Aim:
Repeat word for word the line with "For every instance of the glossy" and every line after it until the records below run out.

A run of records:
★ ★ ★ ★ ★ ★ ★

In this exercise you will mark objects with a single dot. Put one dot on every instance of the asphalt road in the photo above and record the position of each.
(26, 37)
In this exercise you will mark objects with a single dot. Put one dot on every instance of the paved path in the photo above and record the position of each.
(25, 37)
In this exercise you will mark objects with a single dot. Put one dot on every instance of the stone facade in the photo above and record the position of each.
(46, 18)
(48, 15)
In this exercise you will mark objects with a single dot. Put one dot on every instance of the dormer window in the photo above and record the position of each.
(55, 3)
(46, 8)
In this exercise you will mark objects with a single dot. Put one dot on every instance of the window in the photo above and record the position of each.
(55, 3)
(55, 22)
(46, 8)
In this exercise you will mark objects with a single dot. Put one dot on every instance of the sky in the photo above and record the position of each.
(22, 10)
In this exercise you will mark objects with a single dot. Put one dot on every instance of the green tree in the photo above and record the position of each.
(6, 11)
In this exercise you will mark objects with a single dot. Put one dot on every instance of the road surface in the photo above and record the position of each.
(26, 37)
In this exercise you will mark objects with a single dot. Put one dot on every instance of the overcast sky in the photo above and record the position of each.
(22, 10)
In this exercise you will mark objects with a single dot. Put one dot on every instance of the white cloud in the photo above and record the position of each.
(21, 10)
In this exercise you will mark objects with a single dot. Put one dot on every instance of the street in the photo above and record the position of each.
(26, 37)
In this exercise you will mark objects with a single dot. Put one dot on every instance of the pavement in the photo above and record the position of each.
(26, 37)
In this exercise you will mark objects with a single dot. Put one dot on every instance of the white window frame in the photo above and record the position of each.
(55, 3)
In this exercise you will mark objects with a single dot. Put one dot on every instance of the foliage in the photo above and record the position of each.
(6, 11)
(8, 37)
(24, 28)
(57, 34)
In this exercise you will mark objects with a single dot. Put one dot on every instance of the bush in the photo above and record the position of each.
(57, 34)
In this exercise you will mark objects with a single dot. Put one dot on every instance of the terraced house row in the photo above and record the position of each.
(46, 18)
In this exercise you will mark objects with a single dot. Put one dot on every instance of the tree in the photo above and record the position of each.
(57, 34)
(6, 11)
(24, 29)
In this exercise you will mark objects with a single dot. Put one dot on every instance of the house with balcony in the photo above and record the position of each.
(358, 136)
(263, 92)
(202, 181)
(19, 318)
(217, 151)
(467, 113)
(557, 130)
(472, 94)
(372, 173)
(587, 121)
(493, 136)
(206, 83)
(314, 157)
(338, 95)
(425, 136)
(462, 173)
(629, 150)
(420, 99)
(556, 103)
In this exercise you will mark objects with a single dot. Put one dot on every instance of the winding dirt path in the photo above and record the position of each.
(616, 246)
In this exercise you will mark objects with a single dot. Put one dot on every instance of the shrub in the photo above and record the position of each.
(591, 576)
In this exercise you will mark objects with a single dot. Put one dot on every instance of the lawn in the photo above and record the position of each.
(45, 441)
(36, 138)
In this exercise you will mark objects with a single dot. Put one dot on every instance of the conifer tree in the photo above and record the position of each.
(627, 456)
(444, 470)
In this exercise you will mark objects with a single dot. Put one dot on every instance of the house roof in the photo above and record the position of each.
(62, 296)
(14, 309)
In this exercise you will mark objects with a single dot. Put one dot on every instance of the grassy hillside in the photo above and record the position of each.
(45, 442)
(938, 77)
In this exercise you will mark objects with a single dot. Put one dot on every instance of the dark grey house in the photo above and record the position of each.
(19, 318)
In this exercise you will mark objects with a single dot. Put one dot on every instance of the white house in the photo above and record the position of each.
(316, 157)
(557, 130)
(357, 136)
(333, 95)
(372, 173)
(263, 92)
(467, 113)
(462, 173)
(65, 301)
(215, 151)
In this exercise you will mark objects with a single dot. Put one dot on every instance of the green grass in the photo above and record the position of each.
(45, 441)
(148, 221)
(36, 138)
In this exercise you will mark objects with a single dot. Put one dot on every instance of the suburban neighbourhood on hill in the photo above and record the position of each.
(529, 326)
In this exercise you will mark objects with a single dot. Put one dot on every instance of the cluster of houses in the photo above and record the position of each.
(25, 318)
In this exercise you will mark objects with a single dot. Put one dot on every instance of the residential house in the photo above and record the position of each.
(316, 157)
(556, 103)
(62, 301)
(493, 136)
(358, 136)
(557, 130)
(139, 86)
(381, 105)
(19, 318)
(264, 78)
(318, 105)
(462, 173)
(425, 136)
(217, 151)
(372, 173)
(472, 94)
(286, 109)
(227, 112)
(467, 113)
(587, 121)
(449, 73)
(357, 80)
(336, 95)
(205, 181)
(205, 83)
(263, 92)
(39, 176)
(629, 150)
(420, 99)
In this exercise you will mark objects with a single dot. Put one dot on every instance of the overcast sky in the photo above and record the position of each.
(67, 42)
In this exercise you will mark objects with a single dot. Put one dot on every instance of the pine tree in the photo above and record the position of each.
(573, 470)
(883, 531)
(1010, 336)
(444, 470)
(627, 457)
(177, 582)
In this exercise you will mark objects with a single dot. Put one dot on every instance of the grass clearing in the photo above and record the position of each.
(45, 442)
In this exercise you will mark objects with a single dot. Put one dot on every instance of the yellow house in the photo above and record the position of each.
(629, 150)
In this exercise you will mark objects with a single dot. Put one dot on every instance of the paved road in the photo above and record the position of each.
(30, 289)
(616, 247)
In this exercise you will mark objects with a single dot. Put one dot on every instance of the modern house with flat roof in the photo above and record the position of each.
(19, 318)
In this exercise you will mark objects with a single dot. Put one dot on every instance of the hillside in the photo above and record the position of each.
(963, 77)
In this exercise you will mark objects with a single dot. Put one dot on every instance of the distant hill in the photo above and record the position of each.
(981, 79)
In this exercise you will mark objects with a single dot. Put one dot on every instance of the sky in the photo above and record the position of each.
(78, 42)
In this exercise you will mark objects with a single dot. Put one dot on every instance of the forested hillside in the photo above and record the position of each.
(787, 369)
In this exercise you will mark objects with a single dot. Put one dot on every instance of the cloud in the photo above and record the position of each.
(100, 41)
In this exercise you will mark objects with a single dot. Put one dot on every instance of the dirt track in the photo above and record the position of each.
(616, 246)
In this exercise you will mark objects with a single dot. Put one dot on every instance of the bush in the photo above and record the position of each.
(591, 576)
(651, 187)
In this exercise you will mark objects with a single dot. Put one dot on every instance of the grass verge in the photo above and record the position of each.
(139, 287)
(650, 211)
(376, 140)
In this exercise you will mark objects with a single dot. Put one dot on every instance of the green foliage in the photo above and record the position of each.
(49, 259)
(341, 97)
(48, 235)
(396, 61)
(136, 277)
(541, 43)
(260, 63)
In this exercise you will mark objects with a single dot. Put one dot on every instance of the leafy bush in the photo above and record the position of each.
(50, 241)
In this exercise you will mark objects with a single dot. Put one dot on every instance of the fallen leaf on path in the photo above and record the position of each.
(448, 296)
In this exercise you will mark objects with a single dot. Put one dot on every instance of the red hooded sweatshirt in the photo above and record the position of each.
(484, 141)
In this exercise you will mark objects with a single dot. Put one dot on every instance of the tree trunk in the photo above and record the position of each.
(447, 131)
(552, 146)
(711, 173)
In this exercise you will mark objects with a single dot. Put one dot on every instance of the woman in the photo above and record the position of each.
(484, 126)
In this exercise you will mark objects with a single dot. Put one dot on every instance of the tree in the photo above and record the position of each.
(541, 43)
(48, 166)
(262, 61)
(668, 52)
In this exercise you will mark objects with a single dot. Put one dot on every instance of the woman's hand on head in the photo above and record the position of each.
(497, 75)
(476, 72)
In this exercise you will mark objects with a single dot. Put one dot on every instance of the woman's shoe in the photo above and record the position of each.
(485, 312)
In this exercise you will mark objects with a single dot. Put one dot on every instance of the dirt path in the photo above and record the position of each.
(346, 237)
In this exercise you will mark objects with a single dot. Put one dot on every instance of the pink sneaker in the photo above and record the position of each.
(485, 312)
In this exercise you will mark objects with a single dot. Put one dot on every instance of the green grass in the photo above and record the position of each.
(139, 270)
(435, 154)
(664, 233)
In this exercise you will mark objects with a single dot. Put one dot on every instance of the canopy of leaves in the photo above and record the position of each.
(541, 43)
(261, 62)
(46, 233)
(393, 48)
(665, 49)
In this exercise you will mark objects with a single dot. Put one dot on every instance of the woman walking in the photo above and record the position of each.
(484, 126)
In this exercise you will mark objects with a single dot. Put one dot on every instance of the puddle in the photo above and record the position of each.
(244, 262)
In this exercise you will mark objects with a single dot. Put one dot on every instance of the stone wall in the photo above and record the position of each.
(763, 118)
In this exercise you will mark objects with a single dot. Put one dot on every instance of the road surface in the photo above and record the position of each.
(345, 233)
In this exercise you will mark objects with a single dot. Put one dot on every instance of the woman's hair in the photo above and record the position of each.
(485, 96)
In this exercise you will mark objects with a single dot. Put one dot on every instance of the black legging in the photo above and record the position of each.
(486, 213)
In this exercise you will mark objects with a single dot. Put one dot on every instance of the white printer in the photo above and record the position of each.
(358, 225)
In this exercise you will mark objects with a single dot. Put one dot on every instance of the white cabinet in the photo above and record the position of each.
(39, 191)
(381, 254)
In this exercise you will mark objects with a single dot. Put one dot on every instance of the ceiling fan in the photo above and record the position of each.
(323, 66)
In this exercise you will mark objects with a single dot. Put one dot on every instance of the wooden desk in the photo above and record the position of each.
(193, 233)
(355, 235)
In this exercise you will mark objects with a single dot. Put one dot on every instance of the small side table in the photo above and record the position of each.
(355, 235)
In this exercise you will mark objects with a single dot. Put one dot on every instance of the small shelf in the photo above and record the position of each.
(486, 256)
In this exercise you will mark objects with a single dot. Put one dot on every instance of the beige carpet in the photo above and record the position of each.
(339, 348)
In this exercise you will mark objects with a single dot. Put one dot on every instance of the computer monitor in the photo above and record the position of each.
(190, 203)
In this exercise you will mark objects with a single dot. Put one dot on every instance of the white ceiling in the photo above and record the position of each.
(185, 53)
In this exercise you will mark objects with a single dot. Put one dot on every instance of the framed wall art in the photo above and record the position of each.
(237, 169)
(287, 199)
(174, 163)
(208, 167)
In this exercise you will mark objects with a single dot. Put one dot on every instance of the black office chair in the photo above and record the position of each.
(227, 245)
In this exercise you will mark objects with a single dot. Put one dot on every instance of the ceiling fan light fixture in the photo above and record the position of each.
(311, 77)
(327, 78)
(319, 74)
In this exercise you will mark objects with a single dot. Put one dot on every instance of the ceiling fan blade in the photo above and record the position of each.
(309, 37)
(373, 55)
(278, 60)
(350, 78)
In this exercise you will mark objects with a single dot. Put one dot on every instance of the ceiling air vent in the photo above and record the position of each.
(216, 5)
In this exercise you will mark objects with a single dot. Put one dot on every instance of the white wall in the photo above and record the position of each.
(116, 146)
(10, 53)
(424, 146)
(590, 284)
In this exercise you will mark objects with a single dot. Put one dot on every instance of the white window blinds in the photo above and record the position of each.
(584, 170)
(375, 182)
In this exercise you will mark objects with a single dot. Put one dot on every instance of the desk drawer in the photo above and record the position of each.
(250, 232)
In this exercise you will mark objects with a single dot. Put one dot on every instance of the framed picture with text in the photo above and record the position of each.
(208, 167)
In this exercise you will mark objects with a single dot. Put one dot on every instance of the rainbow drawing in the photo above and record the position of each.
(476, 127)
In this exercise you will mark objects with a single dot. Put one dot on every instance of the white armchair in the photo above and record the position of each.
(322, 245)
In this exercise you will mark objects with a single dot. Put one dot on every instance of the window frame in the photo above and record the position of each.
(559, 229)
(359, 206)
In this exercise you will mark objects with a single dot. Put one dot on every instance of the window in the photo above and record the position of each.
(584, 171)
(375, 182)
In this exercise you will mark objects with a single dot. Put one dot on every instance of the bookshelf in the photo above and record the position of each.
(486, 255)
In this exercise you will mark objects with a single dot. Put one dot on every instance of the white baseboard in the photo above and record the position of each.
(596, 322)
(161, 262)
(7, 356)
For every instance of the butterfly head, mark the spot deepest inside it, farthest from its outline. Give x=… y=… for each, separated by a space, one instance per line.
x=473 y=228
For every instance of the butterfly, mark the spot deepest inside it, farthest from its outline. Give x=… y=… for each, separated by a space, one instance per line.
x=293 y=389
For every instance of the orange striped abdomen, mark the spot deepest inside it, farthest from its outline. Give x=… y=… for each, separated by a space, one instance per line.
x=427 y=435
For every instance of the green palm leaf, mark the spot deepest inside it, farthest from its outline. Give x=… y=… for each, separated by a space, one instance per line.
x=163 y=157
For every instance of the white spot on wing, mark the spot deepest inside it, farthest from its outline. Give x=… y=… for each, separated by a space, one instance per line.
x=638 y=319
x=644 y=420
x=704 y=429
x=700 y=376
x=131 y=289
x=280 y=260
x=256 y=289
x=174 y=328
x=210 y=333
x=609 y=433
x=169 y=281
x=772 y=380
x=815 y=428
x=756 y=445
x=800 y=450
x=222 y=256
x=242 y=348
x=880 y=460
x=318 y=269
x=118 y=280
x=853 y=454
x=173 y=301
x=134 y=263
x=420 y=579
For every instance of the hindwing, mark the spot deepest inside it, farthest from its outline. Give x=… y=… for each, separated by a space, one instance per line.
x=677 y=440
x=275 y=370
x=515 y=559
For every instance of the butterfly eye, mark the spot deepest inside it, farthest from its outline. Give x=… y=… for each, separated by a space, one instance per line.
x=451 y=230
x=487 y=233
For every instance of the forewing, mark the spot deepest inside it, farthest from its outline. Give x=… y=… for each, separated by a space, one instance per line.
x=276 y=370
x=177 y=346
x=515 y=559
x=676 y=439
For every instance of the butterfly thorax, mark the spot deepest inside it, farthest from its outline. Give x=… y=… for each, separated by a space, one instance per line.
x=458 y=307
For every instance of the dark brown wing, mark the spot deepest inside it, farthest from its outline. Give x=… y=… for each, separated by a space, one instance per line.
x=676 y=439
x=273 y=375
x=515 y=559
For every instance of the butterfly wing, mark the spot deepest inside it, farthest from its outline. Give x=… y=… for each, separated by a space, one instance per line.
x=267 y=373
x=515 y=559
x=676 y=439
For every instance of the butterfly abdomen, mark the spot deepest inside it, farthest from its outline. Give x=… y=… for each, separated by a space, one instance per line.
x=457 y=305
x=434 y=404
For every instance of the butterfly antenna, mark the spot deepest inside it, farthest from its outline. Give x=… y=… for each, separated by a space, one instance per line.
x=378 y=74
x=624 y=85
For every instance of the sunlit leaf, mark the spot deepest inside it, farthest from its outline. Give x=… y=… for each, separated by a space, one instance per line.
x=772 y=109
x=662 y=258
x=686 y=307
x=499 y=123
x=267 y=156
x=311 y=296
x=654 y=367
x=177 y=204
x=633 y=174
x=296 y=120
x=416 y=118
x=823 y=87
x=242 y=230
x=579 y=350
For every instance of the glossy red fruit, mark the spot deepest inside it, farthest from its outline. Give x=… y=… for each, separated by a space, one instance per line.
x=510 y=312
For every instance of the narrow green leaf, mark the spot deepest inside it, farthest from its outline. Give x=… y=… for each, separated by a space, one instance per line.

★ ★ ★ ★ ★ ★ ★

Task solution:
For every instance of the glossy red fruit, mark the spot deepest inside it, farthest from its outline. Give x=… y=… for each, separated by a space, one instance per line.
x=510 y=312
For every instance of the narrow green leaf, mark the spot deepest inside it, farthest from its outline. Give x=… y=… for each, separated by a space, one instance per line.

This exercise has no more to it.